**What the task requires:**
Rewrite the material below, changing "I would be grateful" to "I would appreciate it" wherever it occurs and leaving everything else unchanged.

(A block of data)
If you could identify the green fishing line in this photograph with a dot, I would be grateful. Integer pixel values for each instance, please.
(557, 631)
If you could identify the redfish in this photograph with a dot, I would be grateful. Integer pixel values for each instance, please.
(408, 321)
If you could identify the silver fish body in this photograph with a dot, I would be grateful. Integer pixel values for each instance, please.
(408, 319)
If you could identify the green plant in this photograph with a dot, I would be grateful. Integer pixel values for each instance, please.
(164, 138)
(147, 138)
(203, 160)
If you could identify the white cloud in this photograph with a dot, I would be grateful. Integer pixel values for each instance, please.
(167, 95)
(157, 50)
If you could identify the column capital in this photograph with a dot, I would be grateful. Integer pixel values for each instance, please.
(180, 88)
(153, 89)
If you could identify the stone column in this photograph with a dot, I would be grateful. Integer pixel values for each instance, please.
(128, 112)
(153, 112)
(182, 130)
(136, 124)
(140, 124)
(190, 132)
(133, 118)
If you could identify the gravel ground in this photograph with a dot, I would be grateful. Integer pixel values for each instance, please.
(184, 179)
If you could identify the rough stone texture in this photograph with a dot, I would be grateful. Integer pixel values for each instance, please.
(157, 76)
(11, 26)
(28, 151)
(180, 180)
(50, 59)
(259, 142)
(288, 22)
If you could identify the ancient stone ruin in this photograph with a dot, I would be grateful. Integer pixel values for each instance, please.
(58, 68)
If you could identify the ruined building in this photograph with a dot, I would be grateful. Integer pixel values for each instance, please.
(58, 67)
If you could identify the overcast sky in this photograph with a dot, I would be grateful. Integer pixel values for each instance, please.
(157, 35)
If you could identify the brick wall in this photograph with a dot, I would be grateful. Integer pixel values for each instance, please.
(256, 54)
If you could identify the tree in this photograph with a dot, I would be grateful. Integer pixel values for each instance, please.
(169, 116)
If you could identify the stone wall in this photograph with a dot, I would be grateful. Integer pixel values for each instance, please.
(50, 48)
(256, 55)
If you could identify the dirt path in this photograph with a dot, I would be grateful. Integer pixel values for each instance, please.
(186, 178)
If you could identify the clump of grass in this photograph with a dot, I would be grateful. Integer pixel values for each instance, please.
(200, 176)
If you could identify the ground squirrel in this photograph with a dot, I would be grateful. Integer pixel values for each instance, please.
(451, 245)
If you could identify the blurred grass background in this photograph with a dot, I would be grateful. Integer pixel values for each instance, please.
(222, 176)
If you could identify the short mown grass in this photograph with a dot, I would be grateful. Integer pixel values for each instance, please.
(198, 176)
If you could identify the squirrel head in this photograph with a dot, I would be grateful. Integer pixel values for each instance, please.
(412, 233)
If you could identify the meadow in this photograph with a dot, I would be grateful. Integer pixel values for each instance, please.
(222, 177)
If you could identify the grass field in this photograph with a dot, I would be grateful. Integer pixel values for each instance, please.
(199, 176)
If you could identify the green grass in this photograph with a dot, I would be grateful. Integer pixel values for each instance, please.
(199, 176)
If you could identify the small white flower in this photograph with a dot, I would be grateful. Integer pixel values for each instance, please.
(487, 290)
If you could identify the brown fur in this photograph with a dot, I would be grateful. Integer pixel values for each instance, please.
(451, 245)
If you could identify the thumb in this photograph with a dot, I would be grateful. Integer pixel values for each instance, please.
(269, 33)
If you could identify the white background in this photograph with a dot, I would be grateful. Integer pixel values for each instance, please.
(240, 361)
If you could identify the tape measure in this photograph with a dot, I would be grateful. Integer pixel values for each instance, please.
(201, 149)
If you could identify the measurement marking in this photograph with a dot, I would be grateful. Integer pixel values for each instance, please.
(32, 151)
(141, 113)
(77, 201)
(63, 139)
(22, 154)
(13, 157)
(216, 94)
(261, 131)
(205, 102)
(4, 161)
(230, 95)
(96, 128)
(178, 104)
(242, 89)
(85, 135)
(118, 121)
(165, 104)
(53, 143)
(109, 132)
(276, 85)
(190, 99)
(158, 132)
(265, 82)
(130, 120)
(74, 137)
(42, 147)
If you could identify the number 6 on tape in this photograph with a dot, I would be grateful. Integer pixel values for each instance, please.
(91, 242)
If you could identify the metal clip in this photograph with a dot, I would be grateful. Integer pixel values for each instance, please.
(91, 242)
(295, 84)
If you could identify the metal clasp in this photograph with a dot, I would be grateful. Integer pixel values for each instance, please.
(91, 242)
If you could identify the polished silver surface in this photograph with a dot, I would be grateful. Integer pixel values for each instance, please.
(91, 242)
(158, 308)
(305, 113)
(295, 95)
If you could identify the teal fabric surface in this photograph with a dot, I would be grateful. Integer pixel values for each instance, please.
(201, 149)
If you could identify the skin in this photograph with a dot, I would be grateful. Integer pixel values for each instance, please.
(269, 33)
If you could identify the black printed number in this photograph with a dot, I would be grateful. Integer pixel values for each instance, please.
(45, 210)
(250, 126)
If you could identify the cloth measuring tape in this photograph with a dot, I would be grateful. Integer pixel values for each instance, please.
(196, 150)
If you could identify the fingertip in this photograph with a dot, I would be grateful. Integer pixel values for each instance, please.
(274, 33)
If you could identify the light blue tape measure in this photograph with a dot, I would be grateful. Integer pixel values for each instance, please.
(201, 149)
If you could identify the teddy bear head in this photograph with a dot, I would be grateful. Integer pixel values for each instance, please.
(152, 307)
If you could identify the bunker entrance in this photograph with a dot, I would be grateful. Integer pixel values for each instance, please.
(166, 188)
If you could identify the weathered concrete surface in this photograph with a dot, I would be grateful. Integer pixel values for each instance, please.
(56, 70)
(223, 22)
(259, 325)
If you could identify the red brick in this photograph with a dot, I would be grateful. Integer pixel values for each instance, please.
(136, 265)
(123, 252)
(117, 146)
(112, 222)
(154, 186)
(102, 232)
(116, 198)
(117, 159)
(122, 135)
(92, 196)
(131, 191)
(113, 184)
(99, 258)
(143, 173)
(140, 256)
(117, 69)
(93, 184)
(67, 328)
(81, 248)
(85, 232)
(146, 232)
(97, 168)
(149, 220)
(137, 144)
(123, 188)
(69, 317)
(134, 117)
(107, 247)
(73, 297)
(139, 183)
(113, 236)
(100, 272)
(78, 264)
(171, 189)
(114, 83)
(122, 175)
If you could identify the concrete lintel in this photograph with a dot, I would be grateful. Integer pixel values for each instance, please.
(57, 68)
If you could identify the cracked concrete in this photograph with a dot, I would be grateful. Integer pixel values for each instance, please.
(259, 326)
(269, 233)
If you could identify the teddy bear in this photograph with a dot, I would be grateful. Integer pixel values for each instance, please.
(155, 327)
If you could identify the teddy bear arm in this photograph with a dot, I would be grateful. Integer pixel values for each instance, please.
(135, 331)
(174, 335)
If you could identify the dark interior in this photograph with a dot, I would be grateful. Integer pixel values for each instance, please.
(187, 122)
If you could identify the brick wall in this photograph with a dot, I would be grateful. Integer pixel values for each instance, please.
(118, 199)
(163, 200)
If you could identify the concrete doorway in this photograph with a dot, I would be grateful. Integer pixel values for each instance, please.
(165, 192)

**Solution to the exercise:**
If you could identify the green fishing line in this photograph with a dot, I would appreciate it. Integer pixel values for each instance, please.
(557, 631)
If you could identify the redfish in this photograph with a dot, I would appreciate it. Integer pixel values for each instance, please.
(408, 321)
If you could identify the silver fish body in this photograph with a dot, I would appreciate it. Integer pixel values for each instance, please.
(408, 319)
If you could identify the green plant in this photograph with a dot, I would appreciate it. Integer pixel values for each instance, please.
(164, 138)
(147, 138)
(203, 160)
If you could identify the white cloud in this photograph with a dot, I would appreciate it. Integer pixel values for each instance, please.
(167, 95)
(157, 50)
If you could identify the column capital in this photograph with a dot, I would appreciate it. Integer pixel values for each instance, please.
(180, 88)
(153, 89)
If you could identify the stone column in this photograph with a dot, I would appreciate it. Integer pixel values for each instance, please.
(128, 112)
(153, 112)
(182, 130)
(136, 124)
(140, 124)
(190, 132)
(133, 118)
If you could identify the gravel ground in this photograph with a dot, I would appreciate it. Integer pixel values for each instance, please.
(184, 179)
If you could identify the rough stone texture in this photograph with a dot, I would appreciate it. Integer pixel values for each instance, please.
(157, 76)
(11, 26)
(28, 151)
(180, 180)
(50, 59)
(259, 142)
(288, 22)
If you could identify the ancient stone ruin in this photograph with a dot, I would appreciate it. Integer pixel values for each instance, please.
(58, 68)
If you could identify the ruined building in this photograph with a dot, I would appreciate it. Integer pixel values for each instance, please.
(58, 67)
If you could identify the overcast sky in this photograph with a dot, I would appreciate it. Integer pixel values for each instance, please.
(157, 35)
If you could identify the brick wall in this photograph with a dot, I would appreciate it. Integer pixel values for each instance, please.
(256, 54)
If you could identify the tree in this photograph with a dot, I would appreciate it. Integer pixel values for each instance, please.
(169, 116)
If you could identify the stone wall in this photograph with a dot, I would appreciate it. Integer pixel values for each instance, please.
(50, 48)
(256, 55)
If you could identify the dirt path in this photograph with a dot, I would appreciate it. Integer pixel values for each instance, please.
(186, 178)
If you could identify the clump of grass in this photograph with a dot, I would appreciate it. Integer pixel values for each instance, please.
(200, 176)
If you could identify the ground squirrel in this photograph with a dot, I would appreciate it. Integer pixel values for each instance, please.
(451, 245)
If you could identify the blurred grass background in this photograph with a dot, I would appreciate it. Integer pixel values for each instance, please.
(222, 176)
If you could identify the short mown grass in this photograph with a dot, I would appreciate it. Integer pixel values for each instance, please.
(198, 176)
If you could identify the squirrel head in this photograph with a dot, I would appreciate it. Integer pixel values for each instance, please.
(412, 233)
If you could identify the meadow in this photograph with a dot, I would appreciate it. Integer pixel values for each instance, please.
(222, 177)
If you could identify the grass field in this photograph with a dot, I would appreciate it. Integer pixel values for each instance, please.
(199, 176)
If you could identify the green grass in this photograph with a dot, I would appreciate it. Integer pixel values for each instance, please.
(199, 176)
If you could identify the small white flower in this photograph with a dot, I would appreciate it. Integer pixel values for each instance, please.
(487, 290)
If you could identify the brown fur in this photograph with a dot, I would appreciate it. Integer pixel values for each instance, please.
(451, 245)
If you could identify the thumb in this photograph with a dot, I would appreciate it. Integer pixel values for each instance, please.
(269, 33)
If you could identify the white background in this photograph with a dot, I would appreciate it. Integer pixel values for each instance, please.
(240, 361)
If you could identify the tape measure in this photograph with a dot, I would appreciate it. Integer pixel values for each instance, please.
(201, 149)
If you could identify the measurement marking in this photograph with a dot, I would appreciate it. Integer pixel values for each instance, please.
(32, 151)
(141, 113)
(77, 201)
(63, 139)
(22, 154)
(13, 157)
(216, 94)
(261, 131)
(205, 102)
(4, 161)
(230, 95)
(96, 128)
(178, 104)
(242, 89)
(85, 135)
(118, 121)
(165, 104)
(53, 143)
(109, 132)
(276, 85)
(190, 99)
(158, 132)
(265, 82)
(130, 120)
(74, 137)
(42, 147)
If you could identify the number 6 on tape in this photograph with a dot, I would appreciate it. Integer pixel values for each instance, please.
(91, 242)
If you could identify the metal clip in this photograph with a dot, I would appreciate it. Integer pixel values for each instance, please.
(91, 242)
(295, 84)
If you could identify the metal clasp in this photograph with a dot, I would appreciate it. Integer pixel values for each instance, please.
(91, 242)
If you could identify the polished silver surface in this photograph with a dot, I would appreciate it. Integer pixel values for each instance, please.
(91, 242)
(158, 308)
(305, 113)
(295, 95)
If you could identify the teal fabric surface in this photograph with a dot, I would appreciate it. Integer pixel values for each instance, please.
(201, 149)
If you could identify the skin in this photograph with a dot, I would appreciate it. Integer pixel values for each instance, please.
(269, 33)
If you could identify the black printed number in this photograph with a dot, I would appreciate it. Integer pixel values for each instance, please.
(45, 210)
(250, 126)
If you could identify the cloth measuring tape in this photograph with a dot, I would appreciate it. Integer pixel values for each instance, please.
(196, 150)
If you could identify the fingertip in this photograph with a dot, I would appreciate it. Integer pixel values for each instance, please.
(274, 33)
If you could identify the light blue tape measure in this photograph with a dot, I would appreciate it. Integer pixel values for each instance, please.
(201, 149)
If you could identify the teddy bear head in this photograph with a dot, I would appreciate it. Integer pixel values for each instance, please.
(152, 307)
If you could identify the bunker entrance in this photograph with a dot, I would appreciate it. Integer pixel values for each instance, please.
(166, 188)
If you could identify the weathered concrete surface in this photograph with a dot, I would appreciate it. Integer pixel values for each instance, please.
(56, 70)
(223, 22)
(259, 325)
If you could identify the red brick in this photograph with a dot, I would appreciate it. Integer pixel values for each instance, please.
(136, 265)
(123, 252)
(117, 146)
(112, 222)
(154, 186)
(102, 232)
(116, 198)
(117, 159)
(122, 135)
(92, 196)
(131, 191)
(113, 184)
(99, 258)
(143, 173)
(140, 256)
(117, 69)
(93, 184)
(67, 328)
(81, 248)
(85, 232)
(146, 232)
(97, 168)
(149, 220)
(137, 144)
(123, 188)
(69, 317)
(134, 117)
(107, 247)
(73, 297)
(139, 183)
(113, 236)
(100, 272)
(78, 264)
(171, 189)
(114, 83)
(122, 175)
If you could identify the concrete lintel in this photograph with a dot, I would appreciate it. Integer pixel values for each instance, please.
(57, 68)
If you could identify the cracked concrete in this photograph with a dot, I would appreciate it. Integer pixel values for each instance, please.
(259, 326)
(269, 233)
If you could identify the teddy bear in this photograph with a dot, I would appreciate it. Integer pixel values for each instance, please.
(155, 327)
If you could identify the teddy bear arm in this photograph with a dot, I would appreciate it. Integer pixel values for each instance, please.
(135, 331)
(174, 335)
If you could identify the dark interior in this photograph with a dot, I would appreciate it. Integer pixel values for each instance, please.
(187, 122)
If you could identify the brick wall in this photograph with a dot, I would appreciate it. Integer pixel values for each instance, please.
(118, 199)
(163, 200)
If you could identify the concrete doorway in this photograph with a dot, I would appreciate it. Integer pixel values for each instance, please.
(165, 192)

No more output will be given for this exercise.